Exercises to complete:
a. According to the tax court judgment, what amount did the Appellant receive as "interest" in the 2000 taxation year?
b. Summarize the tax court judgment in two sentences.
c. List every individual the tax court judgment identifies by personal name.

Provided passage:
=======
Docket: 2006-2201(IT)I
BETWEEN:
MICHELLE CLOUTIER-HUNT,
Appellant,
and
HER MAJESTY THE QUEEN,
Respondent.
____________________________________________________________________
Appeal
heard on June 12, 2007, at Kingston, Ontario.
Before: The Honourable
Justice Wyman W. Webb
Appearances:
For the Appellant:
|
The
Appellant herself
|
Counsel for the Respondent:
|
Richard Gobeil
|
____________________________________________________________________
JUDGMENT
The appeal from the reassessment made under
the Income Tax Act for the 2000 taxation year is dismissed, without
costs.
Signed at Ottawa, Ontario, this 14th day of June 2007.
"Wyman W. Webb"
Citation: 2007TCC345
Date: 20070614
Docket: 2006-2201(IT)I
BETWEEN:
MICHELLE CLOUTIER-HUNT,
Appellant,
and
HER MAJESTY THE QUEEN,
Respondent.
REASONS FOR JUDGMENT
Webb J.
[1] The issue in this
case is whether the amount of $14,548 which the Appellant received in the 2000
taxation year should be included in the Appellant's income in the year 2000 as
interest.
[2] The Appellant was
an employee of the federal government who started working for the federal
government in 1986. As a result of the decisions of the Canadian Human Rights
Tribunal ("CHRT") in 1996 and 1998 it was established that the Appellant,
as well as other employees of the federal government in similar positions, were
entitled to additional compensation for wages retroactive to 1985. In the
Appellant's case since she started work in 1986 her salary adjustment was
retroactive to 1986. In addition to the amounts that the employees were
entitled to receive as wages an amount was paid as "interest" and in
the Appellant's case this amount was $14,548. This amount was paid in the year
2000.
=======
Supplied entries:
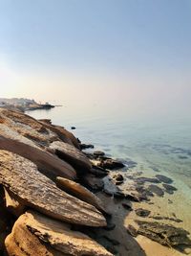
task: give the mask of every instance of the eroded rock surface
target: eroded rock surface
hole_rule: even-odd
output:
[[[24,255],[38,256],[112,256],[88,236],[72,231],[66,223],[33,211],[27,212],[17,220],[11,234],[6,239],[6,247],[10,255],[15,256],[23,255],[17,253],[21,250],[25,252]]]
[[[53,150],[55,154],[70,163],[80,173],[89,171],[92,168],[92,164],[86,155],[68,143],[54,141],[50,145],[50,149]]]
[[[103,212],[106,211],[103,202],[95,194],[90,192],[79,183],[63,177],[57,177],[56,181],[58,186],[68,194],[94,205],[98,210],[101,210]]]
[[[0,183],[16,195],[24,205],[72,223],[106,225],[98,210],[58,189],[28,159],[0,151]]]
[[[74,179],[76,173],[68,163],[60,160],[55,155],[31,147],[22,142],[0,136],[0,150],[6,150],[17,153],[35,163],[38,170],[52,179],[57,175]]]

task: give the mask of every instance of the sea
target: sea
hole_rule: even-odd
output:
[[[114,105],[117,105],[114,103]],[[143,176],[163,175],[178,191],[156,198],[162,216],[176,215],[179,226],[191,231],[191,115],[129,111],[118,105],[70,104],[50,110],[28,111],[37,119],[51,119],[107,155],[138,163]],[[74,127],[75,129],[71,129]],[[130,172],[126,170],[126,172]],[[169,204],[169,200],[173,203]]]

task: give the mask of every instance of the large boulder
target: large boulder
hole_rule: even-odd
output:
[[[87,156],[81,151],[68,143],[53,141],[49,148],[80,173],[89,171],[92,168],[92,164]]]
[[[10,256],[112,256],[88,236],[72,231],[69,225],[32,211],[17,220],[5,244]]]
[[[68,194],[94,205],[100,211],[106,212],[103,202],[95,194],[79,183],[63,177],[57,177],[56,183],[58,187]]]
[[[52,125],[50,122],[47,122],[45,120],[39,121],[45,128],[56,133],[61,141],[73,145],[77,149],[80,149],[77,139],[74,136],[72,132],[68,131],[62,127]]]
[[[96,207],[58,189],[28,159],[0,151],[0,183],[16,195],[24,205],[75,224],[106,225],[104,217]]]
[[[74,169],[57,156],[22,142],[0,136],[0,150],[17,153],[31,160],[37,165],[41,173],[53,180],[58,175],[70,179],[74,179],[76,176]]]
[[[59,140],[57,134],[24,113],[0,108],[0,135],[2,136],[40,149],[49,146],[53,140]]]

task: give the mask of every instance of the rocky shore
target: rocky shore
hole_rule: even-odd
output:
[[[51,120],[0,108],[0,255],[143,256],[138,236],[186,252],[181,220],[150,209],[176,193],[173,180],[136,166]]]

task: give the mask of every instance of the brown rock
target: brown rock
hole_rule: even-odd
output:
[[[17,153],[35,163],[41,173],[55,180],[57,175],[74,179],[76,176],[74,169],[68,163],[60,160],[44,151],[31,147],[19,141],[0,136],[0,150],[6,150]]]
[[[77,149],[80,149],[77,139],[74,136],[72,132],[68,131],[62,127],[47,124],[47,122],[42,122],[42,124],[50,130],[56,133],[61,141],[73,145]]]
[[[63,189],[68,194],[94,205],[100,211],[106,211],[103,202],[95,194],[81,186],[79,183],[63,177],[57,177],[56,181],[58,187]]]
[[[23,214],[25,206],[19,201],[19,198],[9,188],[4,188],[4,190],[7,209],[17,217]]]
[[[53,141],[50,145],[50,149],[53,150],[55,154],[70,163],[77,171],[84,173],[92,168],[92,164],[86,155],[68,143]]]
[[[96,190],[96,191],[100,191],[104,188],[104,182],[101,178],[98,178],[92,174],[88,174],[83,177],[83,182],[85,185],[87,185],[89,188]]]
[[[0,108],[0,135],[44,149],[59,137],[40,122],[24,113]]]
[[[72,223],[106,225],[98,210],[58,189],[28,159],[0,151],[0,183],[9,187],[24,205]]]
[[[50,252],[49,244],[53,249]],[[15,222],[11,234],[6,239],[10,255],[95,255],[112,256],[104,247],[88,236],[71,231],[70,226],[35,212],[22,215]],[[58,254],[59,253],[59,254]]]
=======
Responses per task:
a. $14,548

b. Justice Wyman W. Webb dismissed, without costs, Michelle Cloutier-Hunt's appeal from a reassessment under the Income Tax Act for the 2000 taxation year. At issue was whether $14,548, which she was paid in 2000 as "interest" alongside retroactive wage compensation owed to federal employees under 1996 and 1998 Canadian Human Rights Tribunal decisions, should be included in her 2000 income as interest.

c.
- Michelle Cloutier-Hunt
- Wyman W. Webb
- Richard Gobeil